What you will do »
Look through the data for the string "wing". Copy every line where it is found.

Extracted information »
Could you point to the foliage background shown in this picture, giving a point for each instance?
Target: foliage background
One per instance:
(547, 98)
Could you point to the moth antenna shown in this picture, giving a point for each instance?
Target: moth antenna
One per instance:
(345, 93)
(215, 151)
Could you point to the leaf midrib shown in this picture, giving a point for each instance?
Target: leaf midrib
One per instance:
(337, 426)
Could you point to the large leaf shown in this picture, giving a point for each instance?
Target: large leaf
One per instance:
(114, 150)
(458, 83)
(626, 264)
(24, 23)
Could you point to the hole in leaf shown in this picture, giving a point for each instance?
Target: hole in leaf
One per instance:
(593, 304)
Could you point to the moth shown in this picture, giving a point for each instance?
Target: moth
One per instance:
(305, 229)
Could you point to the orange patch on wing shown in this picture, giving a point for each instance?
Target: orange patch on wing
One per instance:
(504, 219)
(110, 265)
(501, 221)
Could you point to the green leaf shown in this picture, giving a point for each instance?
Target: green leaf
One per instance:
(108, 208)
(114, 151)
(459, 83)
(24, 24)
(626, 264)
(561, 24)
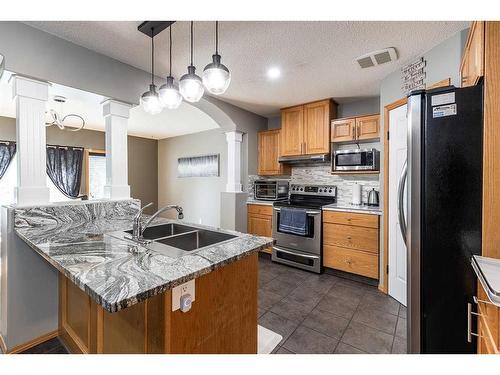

Response »
Could you point to the orange patch on wing shown in this picture, giving a point for each instance?
Target: orange patch on wing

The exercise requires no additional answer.